Short problem: Recast the lines of the records from the one containing "Can you see the stone wall" through the one containing "column 486, row 223", both included, as a numbered list with one line per item and blank lines omitted.
━━━ Records ━━━
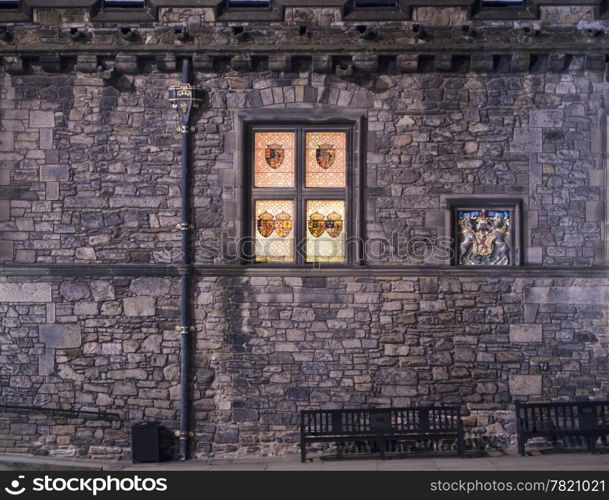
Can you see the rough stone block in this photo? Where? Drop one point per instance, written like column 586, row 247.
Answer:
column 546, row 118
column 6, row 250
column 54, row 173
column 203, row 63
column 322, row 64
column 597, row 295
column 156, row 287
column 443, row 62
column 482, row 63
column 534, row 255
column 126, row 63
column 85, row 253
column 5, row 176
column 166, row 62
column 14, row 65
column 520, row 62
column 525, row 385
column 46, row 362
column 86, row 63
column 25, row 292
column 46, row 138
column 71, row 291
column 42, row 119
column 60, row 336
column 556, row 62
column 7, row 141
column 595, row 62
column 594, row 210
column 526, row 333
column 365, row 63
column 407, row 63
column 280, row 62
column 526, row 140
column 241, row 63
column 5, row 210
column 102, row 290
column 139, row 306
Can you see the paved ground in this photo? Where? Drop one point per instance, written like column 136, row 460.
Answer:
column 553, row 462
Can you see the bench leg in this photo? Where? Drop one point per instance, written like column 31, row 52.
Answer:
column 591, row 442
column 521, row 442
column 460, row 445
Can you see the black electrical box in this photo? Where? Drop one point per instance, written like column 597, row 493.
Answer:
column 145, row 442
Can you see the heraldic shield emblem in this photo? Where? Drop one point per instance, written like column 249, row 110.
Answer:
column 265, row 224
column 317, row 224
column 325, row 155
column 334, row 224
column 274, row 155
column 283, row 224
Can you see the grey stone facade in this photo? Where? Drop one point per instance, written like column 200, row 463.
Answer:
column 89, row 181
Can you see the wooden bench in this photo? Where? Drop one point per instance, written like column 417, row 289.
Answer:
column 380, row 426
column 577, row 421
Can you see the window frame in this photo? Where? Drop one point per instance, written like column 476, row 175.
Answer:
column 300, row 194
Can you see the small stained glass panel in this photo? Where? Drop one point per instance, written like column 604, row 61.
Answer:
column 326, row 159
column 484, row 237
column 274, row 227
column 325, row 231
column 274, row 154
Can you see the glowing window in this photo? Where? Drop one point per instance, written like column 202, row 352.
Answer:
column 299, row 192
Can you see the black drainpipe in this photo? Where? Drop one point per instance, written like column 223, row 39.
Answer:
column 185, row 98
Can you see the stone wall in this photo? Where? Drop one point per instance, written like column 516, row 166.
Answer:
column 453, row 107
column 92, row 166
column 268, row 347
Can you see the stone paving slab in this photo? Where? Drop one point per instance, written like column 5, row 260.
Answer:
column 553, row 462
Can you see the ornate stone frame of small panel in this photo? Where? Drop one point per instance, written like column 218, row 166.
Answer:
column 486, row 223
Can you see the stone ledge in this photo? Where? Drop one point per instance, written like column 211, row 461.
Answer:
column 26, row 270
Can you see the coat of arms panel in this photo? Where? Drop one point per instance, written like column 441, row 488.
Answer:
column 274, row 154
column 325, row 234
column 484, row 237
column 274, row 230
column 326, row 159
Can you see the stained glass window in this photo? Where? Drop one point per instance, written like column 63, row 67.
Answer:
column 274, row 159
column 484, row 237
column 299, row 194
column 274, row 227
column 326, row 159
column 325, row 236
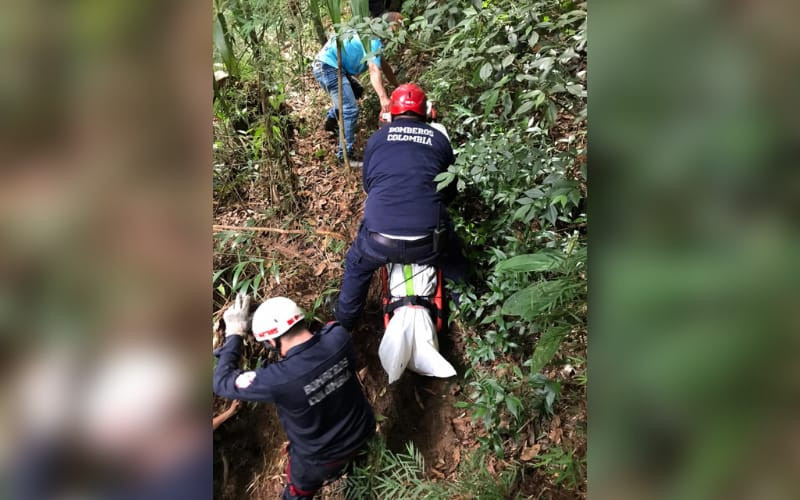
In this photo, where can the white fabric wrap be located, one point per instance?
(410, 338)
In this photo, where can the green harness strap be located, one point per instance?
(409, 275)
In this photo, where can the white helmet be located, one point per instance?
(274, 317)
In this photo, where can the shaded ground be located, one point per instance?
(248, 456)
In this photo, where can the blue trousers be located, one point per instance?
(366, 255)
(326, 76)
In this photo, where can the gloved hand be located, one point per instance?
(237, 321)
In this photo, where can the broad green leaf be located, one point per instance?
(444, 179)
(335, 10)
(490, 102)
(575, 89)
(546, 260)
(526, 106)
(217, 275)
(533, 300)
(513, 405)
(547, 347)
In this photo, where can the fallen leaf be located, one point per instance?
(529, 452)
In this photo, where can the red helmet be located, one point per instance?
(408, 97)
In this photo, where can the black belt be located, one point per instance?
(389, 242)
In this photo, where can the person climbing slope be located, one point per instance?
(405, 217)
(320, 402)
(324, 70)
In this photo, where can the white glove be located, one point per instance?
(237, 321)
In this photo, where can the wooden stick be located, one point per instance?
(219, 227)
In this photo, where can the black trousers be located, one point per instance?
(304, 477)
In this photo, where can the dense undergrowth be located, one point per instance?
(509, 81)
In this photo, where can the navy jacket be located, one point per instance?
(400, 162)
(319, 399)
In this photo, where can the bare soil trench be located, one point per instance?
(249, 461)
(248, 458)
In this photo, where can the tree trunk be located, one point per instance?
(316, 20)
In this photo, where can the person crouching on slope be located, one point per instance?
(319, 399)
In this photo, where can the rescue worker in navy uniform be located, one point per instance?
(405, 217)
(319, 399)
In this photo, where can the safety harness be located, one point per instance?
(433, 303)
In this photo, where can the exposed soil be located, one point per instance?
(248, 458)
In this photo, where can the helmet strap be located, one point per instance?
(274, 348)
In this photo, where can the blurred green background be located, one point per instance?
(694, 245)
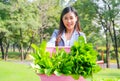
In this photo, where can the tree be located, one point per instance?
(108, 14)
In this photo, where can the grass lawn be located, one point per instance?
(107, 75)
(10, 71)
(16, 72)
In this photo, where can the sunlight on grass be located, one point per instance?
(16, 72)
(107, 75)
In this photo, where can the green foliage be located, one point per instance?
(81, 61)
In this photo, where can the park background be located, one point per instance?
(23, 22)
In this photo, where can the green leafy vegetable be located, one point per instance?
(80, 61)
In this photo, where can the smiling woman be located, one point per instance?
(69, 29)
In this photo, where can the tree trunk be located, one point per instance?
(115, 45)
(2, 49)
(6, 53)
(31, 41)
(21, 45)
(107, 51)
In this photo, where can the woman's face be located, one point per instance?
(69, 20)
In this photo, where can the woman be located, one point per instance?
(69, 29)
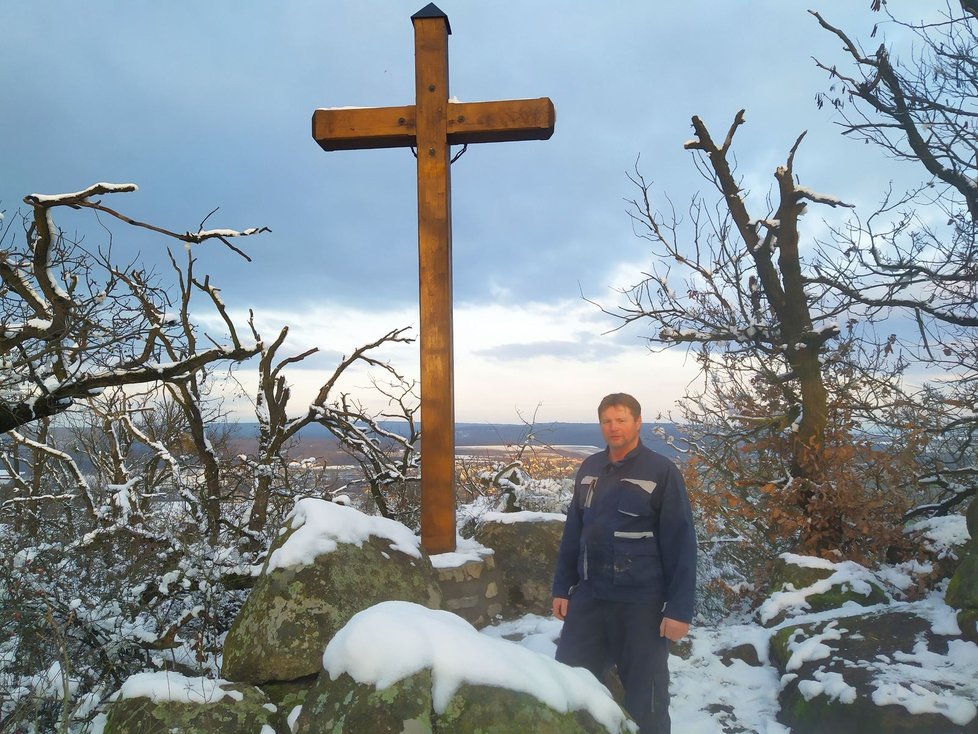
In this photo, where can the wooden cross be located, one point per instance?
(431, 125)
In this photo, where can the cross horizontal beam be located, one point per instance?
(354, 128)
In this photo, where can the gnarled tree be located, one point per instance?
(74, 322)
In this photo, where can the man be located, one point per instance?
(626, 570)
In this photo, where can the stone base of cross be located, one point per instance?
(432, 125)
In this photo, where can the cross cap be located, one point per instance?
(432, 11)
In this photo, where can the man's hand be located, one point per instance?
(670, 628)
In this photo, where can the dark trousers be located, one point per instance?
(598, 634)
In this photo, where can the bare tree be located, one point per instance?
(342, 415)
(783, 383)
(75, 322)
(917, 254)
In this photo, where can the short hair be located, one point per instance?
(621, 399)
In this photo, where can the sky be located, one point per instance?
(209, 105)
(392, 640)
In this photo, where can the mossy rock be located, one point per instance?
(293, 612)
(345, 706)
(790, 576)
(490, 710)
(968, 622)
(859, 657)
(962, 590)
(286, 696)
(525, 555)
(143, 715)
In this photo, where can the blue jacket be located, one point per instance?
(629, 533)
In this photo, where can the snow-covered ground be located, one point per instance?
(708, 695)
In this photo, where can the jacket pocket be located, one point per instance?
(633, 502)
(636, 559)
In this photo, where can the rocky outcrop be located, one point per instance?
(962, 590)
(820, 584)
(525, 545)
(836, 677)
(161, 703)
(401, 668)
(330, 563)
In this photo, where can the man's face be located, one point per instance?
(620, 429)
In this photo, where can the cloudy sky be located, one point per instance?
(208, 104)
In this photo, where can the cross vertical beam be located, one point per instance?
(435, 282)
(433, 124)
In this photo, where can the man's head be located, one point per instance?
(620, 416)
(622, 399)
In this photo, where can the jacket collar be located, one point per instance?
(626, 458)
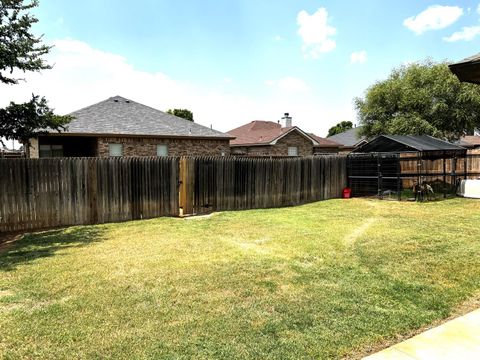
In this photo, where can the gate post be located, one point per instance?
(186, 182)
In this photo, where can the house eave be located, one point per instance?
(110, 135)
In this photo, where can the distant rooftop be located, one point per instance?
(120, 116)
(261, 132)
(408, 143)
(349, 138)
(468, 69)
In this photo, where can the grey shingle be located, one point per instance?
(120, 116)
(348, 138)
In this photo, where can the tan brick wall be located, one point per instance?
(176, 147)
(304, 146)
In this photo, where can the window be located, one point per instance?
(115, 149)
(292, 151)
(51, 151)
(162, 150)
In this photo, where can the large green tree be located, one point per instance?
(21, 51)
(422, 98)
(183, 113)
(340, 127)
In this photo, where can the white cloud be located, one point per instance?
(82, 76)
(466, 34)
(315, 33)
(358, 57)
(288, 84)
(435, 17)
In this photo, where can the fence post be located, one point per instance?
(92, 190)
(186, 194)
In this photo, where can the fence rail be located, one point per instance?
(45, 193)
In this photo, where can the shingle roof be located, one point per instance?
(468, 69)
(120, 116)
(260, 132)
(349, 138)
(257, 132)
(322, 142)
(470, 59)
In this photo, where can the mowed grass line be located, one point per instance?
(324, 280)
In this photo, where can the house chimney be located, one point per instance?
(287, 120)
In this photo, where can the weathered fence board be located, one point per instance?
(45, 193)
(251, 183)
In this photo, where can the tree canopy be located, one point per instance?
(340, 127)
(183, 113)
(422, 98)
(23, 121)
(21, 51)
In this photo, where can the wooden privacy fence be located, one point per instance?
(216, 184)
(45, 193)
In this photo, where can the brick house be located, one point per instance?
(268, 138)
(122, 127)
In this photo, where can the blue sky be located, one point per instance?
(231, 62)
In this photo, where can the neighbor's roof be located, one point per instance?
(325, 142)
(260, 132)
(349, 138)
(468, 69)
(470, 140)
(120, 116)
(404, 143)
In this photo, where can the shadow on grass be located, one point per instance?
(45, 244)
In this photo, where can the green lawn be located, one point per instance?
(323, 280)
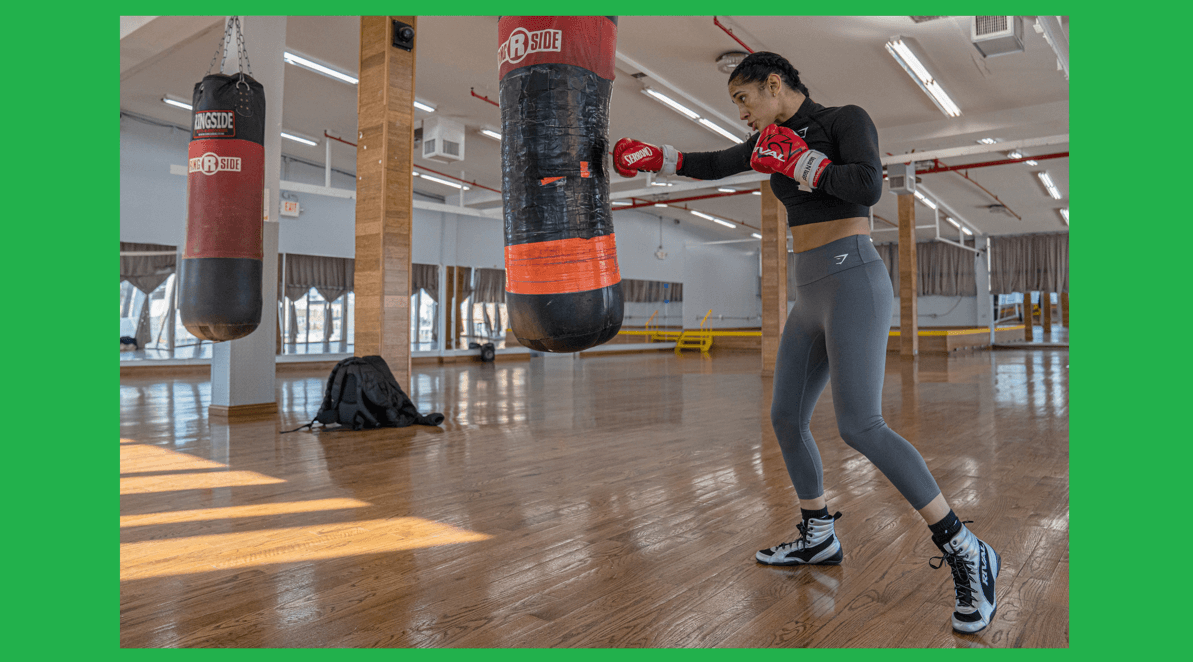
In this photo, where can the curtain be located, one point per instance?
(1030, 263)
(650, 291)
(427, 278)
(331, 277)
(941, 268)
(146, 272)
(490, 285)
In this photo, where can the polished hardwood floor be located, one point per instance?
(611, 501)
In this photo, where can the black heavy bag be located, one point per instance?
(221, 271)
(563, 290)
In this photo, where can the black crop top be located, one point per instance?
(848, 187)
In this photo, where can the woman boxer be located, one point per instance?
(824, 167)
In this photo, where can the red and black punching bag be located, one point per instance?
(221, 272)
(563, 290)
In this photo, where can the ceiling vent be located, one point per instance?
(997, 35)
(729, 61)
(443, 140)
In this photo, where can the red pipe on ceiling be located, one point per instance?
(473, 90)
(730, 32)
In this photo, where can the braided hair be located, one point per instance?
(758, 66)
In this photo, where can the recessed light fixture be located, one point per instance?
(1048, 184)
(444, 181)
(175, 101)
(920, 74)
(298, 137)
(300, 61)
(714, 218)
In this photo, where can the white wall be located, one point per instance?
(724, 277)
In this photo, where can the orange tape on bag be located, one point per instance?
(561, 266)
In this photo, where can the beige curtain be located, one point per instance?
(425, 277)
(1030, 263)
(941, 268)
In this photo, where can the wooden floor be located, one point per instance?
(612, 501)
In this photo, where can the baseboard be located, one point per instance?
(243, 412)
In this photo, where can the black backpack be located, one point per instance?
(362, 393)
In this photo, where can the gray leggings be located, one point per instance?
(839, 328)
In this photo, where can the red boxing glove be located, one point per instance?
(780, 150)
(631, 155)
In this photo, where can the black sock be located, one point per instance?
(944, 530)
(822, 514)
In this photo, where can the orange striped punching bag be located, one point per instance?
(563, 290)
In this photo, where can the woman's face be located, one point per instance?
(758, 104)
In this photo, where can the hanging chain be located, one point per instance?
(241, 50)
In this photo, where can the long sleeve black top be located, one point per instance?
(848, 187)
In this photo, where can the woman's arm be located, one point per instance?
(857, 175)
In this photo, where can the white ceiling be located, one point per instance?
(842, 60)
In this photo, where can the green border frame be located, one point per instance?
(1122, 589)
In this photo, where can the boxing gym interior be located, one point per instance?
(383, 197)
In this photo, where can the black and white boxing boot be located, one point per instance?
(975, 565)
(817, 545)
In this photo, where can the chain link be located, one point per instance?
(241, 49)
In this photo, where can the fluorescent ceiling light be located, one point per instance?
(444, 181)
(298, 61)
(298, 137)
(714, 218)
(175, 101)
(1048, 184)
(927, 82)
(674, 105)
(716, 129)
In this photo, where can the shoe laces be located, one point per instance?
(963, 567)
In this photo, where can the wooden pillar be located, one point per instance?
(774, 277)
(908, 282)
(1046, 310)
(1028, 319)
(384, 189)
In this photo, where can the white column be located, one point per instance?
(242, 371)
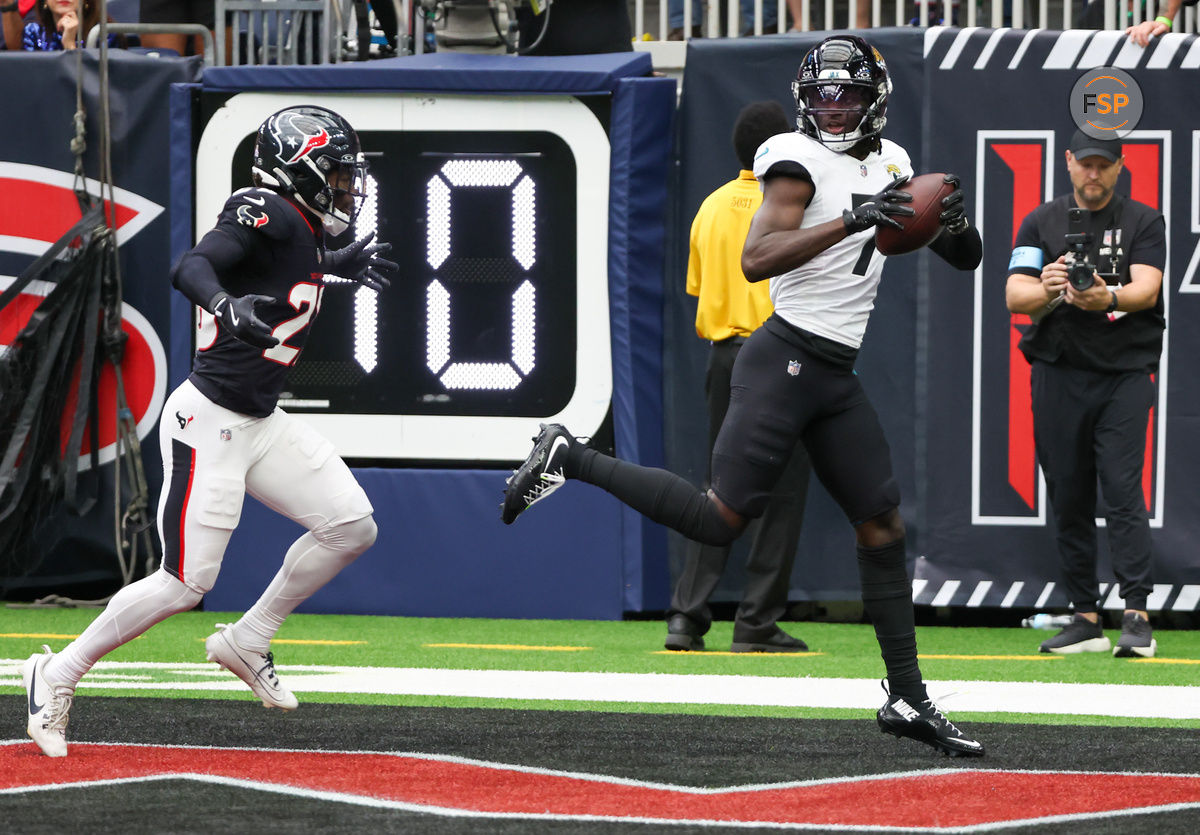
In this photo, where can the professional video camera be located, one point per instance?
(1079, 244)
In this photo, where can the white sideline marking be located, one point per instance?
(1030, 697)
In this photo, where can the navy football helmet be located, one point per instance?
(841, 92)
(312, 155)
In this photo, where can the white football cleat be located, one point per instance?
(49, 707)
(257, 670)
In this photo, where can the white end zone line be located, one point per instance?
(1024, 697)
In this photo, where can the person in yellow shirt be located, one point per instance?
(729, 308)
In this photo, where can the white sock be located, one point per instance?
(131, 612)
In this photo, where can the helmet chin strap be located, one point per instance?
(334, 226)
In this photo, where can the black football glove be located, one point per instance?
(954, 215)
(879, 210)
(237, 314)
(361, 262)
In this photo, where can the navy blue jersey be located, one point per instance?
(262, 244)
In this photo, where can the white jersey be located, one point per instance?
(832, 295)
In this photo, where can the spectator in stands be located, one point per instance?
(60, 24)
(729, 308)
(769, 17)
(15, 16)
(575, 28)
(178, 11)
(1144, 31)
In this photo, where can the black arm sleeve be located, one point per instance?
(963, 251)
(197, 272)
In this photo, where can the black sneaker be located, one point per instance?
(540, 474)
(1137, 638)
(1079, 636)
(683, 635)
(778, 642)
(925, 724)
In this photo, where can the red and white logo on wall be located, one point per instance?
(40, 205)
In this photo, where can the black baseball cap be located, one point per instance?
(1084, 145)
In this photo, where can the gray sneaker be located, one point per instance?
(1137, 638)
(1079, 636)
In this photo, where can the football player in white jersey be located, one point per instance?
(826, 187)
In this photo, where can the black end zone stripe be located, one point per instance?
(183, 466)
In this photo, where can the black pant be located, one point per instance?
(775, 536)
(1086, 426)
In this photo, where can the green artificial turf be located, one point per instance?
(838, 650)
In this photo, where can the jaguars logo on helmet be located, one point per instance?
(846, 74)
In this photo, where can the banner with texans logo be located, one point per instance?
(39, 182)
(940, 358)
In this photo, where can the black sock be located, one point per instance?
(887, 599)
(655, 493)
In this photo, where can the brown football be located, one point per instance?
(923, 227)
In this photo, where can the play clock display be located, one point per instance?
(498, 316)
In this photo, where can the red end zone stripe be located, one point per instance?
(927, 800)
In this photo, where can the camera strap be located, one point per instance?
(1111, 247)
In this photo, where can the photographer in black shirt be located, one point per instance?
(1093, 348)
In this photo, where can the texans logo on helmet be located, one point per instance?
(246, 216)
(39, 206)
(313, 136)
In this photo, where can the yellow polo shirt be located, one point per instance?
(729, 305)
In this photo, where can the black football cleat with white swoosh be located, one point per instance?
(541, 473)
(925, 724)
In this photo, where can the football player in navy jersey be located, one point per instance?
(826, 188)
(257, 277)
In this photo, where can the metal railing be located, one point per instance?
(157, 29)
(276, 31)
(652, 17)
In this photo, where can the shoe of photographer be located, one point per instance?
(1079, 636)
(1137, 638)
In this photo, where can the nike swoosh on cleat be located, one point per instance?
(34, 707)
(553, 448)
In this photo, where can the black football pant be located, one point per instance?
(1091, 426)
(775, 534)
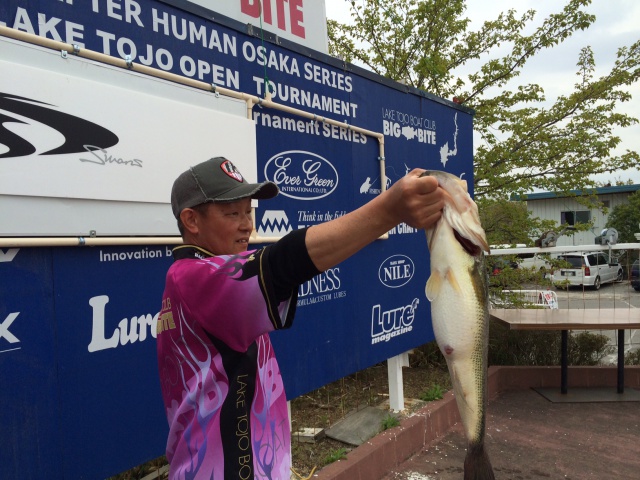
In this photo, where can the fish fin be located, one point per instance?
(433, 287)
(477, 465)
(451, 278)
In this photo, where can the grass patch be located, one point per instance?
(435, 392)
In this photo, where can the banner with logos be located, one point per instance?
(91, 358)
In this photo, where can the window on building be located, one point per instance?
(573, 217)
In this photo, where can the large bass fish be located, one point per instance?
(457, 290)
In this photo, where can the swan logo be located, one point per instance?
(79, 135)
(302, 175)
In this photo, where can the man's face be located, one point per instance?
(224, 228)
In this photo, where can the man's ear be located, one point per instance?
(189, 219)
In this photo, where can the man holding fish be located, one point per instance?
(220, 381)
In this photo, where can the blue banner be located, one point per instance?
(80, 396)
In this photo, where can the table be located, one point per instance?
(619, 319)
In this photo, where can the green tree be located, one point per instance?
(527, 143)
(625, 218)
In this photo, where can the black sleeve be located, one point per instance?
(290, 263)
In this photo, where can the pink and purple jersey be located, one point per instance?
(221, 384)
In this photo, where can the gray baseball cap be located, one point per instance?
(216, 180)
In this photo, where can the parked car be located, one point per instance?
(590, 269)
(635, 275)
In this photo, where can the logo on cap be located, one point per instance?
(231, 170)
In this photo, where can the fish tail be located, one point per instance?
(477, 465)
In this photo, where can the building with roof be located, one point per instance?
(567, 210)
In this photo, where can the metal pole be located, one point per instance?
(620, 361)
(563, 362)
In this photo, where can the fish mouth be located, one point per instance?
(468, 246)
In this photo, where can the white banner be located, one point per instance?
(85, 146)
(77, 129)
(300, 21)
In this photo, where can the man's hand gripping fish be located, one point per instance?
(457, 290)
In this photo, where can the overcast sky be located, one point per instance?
━━━
The response:
1. Can you see the stone wall in this photo? Where? Drop one point per instance, written like column 516, row 166.
2. Answer:
3. column 453, row 107
4. column 92, row 166
5. column 268, row 347
6. Can you see the stone paving slab in this photo? Where? Drop one point per instance, written like column 5, row 260.
7. Answer:
8. column 553, row 462
9. Can you see the ornate stone frame of small panel in this photo? Where? Drop one point per instance, written like column 218, row 166.
10. Answer:
11. column 486, row 223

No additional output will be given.